- **What the exercise asks**
Report each line below that contains the string "hand", copying every such line in full.

A run of lines
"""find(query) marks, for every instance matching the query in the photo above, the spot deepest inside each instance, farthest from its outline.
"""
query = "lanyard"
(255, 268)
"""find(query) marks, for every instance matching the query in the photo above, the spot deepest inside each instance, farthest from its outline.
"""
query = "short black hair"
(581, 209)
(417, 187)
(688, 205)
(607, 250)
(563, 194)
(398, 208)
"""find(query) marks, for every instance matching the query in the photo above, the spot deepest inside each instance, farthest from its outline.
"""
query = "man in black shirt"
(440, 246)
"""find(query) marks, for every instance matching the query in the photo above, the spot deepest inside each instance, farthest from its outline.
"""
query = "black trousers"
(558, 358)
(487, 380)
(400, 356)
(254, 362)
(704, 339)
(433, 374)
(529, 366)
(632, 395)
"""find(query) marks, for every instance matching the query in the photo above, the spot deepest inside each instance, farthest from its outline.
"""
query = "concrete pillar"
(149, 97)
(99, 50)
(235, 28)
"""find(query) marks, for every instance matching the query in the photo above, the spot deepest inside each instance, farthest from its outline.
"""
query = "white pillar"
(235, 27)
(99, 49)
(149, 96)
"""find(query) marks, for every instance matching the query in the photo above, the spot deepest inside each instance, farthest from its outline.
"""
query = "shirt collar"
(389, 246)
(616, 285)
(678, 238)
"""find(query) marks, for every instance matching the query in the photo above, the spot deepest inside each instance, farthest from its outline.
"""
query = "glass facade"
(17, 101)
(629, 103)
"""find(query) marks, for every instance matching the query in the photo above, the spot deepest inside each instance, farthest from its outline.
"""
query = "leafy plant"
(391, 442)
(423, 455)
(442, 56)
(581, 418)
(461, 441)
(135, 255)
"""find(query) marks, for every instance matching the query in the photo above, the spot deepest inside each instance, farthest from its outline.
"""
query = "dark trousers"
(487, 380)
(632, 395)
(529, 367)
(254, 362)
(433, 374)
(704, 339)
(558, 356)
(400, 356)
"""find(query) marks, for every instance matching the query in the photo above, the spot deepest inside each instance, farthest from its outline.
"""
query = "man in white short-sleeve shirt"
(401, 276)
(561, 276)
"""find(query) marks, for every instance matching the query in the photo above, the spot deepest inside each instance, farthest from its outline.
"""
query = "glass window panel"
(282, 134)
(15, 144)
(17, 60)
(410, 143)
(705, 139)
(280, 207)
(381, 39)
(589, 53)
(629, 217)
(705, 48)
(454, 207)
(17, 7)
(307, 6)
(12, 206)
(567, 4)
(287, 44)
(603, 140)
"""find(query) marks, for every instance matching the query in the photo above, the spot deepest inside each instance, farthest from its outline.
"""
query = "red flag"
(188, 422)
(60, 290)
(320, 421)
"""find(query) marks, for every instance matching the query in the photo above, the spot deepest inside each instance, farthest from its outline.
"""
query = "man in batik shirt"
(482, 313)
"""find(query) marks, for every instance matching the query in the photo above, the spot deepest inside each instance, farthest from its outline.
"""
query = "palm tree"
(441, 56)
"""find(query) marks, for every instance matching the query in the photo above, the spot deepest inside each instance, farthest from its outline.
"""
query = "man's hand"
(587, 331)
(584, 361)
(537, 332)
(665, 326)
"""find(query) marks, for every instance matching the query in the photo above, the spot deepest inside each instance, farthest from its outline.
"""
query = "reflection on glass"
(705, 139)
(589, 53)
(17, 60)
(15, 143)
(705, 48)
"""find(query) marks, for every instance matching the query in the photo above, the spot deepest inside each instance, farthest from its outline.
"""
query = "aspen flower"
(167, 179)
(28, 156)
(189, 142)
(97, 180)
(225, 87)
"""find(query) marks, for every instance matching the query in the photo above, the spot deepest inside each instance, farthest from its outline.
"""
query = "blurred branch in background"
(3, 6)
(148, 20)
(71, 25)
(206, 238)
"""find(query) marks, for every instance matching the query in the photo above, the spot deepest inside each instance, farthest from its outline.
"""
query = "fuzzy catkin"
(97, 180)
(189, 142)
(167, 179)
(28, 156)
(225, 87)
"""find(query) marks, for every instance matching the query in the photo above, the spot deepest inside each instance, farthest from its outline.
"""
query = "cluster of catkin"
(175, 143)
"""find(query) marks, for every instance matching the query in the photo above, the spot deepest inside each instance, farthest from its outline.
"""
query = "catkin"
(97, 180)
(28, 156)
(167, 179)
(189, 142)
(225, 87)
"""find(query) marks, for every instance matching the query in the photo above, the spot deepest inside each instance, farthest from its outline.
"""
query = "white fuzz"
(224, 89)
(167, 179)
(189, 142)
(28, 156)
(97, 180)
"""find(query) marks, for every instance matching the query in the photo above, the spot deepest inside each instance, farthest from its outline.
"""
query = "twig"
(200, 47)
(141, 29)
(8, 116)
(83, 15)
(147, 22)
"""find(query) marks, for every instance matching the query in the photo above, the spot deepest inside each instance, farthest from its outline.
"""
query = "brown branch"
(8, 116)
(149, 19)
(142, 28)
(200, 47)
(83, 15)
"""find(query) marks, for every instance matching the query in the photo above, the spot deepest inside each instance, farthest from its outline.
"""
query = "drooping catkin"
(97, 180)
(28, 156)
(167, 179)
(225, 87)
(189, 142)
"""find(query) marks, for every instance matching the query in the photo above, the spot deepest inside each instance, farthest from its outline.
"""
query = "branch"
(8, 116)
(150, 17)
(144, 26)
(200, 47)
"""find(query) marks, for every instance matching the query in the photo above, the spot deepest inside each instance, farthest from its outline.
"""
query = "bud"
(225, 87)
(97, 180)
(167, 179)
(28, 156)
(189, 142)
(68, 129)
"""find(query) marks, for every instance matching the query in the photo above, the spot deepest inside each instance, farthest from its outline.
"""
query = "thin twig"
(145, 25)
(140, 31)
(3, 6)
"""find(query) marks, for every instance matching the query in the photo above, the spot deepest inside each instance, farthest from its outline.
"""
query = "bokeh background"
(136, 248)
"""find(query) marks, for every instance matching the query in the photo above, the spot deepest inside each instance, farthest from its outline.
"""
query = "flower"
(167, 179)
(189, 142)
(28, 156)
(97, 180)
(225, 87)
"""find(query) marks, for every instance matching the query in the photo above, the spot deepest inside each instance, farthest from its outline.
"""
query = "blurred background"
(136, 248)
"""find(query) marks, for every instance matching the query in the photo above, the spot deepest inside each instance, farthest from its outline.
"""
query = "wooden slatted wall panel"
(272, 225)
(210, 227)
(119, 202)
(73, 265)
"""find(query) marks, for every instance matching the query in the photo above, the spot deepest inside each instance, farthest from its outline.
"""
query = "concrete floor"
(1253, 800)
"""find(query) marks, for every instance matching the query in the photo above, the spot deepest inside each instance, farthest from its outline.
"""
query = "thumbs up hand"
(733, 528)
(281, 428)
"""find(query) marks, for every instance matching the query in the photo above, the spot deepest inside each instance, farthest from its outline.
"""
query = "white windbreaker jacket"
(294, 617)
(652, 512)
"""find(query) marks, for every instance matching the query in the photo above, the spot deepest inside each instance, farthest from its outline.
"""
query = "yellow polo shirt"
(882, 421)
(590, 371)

- **Final result**
query = "man's hand"
query = "thumbs up hand"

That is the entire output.